Task description – In the records below, please retype word for word every line from the one containing "In this exercise you will indicate the shadow" through the final one, both included, and nothing else.
━━━━━ Data for analysis
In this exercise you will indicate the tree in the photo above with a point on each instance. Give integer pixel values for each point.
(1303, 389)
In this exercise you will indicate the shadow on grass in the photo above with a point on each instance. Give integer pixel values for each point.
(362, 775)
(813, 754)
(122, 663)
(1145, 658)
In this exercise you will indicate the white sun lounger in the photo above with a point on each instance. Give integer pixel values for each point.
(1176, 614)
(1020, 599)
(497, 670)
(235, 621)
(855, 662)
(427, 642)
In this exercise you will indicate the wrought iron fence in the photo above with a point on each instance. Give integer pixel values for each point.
━━━━━━━━━━
Answer for this exercise –
In this exercise you will indicate the shadow on grass in the photo above with a point on each instance. Give integer pixel values for each point.
(362, 775)
(813, 754)
(122, 663)
(1145, 658)
In this exercise you will indicate the white sun lounger in the photo above with a point on each instance. Give integer pixel values for each point.
(1176, 614)
(1020, 599)
(497, 670)
(235, 621)
(855, 662)
(427, 642)
In this exercise you will indicate the wrought iron fence in the photo above with a point on each instance. Give integer pixel values for each point.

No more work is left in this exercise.